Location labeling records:
☆ ☆ ☆ ☆

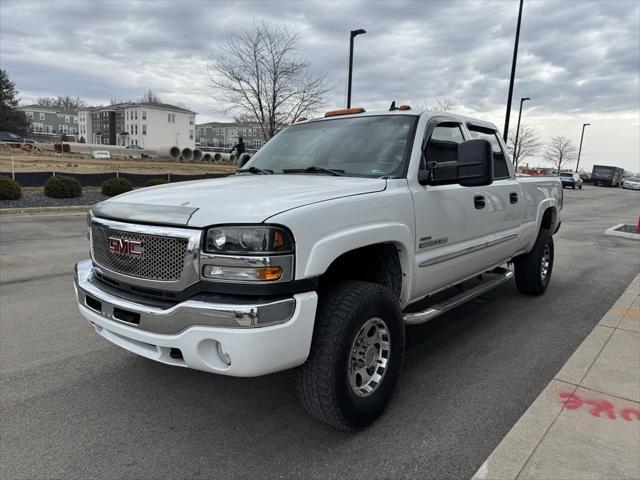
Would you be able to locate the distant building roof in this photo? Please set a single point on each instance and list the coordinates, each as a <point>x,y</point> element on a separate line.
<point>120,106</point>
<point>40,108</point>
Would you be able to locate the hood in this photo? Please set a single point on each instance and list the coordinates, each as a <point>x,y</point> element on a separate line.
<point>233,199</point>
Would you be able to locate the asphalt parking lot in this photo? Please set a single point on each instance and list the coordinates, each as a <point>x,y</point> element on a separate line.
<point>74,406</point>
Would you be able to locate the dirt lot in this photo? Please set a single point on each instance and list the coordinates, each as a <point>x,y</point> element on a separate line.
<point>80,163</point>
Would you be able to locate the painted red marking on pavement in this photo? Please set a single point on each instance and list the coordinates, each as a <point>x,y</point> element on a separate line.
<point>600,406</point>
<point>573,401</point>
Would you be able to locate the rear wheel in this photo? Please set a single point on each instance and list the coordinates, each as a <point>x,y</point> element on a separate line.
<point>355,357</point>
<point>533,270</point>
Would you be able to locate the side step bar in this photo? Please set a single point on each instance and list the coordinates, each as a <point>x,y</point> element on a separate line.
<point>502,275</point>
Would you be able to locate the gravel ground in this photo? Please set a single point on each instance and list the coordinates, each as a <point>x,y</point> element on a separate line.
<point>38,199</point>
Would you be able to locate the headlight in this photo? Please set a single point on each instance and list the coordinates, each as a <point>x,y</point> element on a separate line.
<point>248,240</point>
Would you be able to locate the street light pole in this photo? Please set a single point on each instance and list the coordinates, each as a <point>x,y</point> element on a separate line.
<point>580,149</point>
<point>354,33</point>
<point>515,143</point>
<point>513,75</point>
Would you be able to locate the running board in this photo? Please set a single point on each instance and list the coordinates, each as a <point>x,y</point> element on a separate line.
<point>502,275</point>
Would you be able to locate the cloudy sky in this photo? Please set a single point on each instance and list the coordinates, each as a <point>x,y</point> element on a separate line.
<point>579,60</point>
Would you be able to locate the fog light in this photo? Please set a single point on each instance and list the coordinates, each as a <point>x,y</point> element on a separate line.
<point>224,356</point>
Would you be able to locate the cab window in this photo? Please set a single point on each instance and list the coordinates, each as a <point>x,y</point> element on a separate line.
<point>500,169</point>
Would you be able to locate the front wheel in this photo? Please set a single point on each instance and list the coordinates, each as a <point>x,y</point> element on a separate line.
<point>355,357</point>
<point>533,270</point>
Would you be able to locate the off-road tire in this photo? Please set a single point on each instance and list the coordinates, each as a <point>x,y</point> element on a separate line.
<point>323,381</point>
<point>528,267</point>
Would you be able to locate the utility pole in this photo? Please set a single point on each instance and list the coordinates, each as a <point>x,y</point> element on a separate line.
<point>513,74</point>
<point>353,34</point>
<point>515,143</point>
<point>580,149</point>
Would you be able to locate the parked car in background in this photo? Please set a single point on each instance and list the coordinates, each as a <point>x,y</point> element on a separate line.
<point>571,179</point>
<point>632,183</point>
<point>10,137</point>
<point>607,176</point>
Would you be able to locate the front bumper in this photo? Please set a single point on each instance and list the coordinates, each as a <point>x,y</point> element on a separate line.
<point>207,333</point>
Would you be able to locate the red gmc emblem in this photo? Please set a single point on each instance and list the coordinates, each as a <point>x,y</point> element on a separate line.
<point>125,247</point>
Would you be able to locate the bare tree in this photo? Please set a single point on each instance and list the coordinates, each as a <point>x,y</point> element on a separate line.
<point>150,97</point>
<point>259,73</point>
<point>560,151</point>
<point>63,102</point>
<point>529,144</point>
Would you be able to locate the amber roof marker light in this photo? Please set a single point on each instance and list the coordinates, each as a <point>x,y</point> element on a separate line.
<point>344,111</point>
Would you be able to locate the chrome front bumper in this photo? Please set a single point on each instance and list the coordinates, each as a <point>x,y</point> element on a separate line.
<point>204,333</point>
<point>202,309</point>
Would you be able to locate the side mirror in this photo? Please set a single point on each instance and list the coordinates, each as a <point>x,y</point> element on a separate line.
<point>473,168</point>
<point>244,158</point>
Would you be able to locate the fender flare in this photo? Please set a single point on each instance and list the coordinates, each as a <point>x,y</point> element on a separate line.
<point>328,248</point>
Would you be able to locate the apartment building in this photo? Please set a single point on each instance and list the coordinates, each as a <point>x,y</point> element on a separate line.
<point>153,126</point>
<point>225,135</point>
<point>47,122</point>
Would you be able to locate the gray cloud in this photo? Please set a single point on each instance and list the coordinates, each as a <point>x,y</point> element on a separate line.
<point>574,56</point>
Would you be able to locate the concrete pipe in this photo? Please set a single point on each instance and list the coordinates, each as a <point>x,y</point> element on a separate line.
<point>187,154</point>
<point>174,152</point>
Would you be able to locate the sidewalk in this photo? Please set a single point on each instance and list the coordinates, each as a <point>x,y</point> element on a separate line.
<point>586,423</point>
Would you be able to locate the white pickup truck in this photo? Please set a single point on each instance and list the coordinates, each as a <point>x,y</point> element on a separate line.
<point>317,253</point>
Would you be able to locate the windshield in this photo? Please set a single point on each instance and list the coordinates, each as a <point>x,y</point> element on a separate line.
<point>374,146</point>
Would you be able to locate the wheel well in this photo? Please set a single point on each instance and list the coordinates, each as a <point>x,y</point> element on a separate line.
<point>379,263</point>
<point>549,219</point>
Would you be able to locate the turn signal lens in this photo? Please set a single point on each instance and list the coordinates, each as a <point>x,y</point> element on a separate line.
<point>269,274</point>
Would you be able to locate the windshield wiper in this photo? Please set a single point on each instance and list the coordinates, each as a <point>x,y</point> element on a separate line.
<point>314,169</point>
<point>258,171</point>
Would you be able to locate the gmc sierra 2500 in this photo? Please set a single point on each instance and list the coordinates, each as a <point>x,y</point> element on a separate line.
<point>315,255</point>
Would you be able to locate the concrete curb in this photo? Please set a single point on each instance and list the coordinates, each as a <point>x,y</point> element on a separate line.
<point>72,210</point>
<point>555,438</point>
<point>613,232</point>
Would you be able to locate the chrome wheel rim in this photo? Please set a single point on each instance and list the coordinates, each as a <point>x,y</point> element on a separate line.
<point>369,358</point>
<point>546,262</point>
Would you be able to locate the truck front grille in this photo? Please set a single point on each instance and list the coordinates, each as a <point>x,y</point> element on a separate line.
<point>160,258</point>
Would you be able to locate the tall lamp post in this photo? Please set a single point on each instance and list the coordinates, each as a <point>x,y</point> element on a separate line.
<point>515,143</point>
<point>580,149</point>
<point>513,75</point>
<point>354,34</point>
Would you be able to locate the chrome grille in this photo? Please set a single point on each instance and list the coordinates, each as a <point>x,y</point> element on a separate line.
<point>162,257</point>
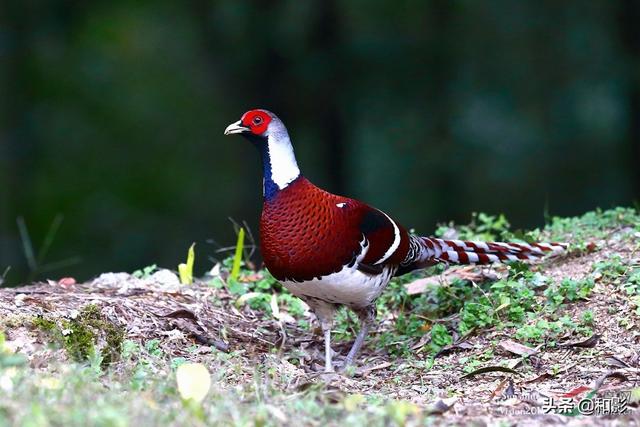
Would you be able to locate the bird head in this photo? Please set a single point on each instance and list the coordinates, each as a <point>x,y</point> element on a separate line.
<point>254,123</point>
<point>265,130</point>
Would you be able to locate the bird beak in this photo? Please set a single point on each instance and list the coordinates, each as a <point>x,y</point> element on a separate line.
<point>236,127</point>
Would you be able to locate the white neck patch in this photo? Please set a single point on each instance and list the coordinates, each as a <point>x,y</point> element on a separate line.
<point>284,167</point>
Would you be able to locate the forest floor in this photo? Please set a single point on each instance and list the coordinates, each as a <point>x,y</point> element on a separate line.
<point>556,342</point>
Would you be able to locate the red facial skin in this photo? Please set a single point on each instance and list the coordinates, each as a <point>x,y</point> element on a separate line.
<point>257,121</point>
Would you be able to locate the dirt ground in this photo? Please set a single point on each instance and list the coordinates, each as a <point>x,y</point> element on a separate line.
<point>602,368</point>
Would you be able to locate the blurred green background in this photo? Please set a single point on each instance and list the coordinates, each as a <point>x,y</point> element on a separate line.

☆ ☆ ☆ ☆

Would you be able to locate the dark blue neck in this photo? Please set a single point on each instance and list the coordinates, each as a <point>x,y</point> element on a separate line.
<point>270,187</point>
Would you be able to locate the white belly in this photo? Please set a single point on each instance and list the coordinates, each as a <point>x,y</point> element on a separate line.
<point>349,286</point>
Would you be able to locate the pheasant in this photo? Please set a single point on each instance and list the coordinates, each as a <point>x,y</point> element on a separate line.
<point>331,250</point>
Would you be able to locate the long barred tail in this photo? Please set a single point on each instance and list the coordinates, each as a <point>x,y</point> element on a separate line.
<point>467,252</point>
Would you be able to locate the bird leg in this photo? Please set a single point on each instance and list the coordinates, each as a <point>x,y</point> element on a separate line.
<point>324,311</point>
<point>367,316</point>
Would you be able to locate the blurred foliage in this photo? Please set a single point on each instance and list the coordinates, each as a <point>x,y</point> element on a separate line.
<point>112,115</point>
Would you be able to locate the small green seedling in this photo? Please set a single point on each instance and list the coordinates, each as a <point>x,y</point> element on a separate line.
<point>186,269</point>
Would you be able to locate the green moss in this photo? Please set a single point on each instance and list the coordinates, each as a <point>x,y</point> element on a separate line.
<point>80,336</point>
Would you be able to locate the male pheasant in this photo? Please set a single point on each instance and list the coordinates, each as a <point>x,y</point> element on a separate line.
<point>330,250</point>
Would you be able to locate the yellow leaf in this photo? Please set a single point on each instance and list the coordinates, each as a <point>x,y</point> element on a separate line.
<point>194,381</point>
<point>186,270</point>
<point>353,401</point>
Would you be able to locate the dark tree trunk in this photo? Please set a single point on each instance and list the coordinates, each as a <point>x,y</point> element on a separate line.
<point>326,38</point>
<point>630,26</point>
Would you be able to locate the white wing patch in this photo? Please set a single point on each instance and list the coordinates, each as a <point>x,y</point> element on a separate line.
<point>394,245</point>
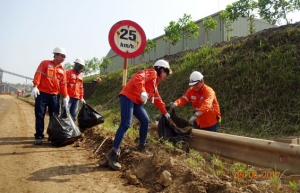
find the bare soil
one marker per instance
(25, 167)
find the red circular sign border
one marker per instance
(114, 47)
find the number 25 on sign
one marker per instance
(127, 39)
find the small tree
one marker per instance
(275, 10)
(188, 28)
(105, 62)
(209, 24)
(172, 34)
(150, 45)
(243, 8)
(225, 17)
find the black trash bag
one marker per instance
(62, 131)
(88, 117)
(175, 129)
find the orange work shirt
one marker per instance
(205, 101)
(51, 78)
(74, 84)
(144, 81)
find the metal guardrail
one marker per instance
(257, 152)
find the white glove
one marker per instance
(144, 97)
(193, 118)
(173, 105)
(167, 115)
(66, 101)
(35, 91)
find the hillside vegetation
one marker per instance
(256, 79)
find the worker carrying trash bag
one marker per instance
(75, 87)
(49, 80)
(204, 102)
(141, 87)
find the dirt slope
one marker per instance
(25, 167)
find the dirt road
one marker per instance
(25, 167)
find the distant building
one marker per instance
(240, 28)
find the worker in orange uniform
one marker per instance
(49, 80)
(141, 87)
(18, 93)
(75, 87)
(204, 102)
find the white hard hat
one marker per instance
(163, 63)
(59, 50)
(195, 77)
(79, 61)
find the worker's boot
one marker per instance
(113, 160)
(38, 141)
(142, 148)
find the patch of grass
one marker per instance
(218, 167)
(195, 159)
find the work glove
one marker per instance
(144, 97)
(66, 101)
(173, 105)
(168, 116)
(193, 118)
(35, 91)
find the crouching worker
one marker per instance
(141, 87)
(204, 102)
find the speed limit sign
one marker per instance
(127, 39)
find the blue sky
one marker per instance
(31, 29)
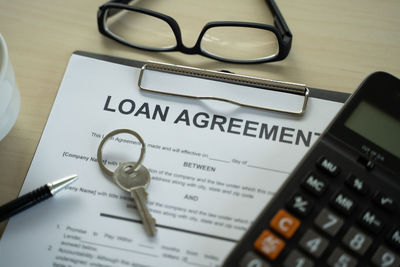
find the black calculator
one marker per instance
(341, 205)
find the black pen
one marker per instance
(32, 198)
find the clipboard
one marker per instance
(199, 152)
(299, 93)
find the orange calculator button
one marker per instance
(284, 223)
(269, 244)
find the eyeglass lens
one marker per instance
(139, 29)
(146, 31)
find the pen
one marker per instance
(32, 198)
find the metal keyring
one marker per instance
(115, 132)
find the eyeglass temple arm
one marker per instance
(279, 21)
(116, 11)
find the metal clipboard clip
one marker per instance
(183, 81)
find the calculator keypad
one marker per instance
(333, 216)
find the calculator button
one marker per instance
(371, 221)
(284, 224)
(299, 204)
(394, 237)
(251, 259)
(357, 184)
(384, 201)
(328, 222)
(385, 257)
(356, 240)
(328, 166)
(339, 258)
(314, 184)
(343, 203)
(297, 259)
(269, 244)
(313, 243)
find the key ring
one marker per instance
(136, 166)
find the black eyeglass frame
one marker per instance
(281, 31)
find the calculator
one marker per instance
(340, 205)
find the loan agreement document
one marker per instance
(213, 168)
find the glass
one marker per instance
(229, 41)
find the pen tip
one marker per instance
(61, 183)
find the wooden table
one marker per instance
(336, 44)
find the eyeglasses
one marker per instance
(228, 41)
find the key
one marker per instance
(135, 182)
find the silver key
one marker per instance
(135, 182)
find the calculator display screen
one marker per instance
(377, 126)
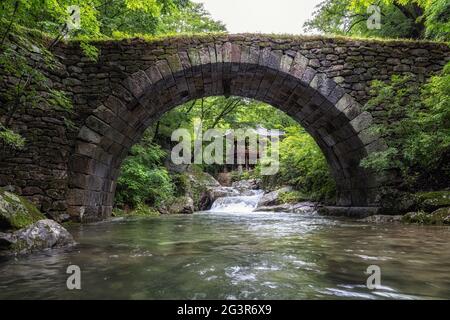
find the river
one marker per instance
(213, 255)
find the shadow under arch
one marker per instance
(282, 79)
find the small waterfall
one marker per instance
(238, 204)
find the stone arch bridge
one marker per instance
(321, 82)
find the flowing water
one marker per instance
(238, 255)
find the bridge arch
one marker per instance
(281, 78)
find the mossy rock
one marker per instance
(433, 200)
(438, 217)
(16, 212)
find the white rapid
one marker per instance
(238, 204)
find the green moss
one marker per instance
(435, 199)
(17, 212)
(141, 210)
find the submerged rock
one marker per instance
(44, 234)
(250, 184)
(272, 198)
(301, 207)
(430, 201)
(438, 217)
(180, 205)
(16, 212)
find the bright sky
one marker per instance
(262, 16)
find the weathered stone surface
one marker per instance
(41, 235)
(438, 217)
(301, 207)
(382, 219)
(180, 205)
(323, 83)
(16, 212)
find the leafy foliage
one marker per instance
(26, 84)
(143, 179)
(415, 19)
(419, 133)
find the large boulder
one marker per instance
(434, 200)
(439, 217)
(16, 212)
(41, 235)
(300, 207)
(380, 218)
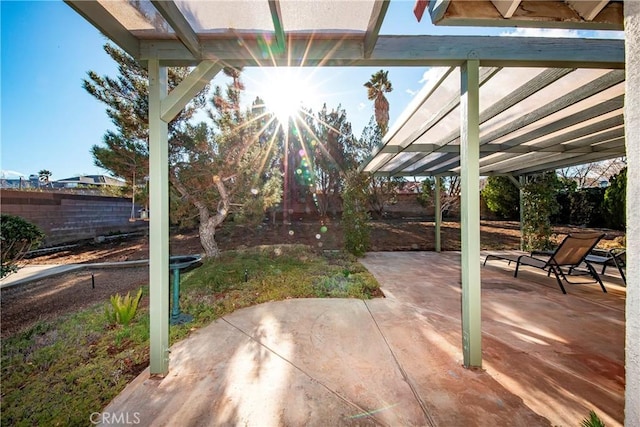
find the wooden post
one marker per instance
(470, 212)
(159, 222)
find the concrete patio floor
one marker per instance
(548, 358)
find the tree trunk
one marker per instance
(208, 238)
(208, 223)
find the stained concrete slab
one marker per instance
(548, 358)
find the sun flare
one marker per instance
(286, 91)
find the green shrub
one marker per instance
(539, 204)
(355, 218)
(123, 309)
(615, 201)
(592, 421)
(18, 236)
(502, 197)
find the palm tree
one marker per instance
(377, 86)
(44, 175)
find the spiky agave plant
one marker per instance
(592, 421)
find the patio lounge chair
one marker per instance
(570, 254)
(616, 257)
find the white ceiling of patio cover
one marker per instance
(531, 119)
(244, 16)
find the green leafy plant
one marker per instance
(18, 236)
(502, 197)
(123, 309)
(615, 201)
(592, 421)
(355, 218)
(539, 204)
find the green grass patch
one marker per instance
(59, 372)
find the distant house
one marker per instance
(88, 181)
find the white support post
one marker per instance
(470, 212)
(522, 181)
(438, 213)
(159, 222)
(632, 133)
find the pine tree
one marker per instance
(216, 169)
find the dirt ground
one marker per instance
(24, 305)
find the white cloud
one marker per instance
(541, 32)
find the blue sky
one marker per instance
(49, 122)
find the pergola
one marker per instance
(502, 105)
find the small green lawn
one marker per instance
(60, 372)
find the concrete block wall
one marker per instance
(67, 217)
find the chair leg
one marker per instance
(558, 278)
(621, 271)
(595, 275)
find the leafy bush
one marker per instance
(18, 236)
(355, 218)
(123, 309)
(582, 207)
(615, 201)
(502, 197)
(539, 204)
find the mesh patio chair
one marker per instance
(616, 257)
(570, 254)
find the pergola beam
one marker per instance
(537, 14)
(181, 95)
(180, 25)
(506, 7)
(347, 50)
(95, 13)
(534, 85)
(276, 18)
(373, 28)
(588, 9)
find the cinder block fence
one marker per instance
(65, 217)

☆ ☆ ☆ ☆

GIVEN REQUEST: Convert the records, from the line with "Would you be able to locate the gmc" through the line with "<point>315,255</point>", into a Markdown table with the columns Row and Record line. Number each line in Row, place its text in Record line, and skip any blank lines.

RESPONSE FOR THIS EXERCISE:
| Row | Record line |
|---|---|
| 1 | Would you be able to locate the gmc sierra 2500 in this photo? Please set a single point on each instance and list the coordinates, each as a <point>x,y</point> element on a separate line. |
| 2 | <point>315,255</point> |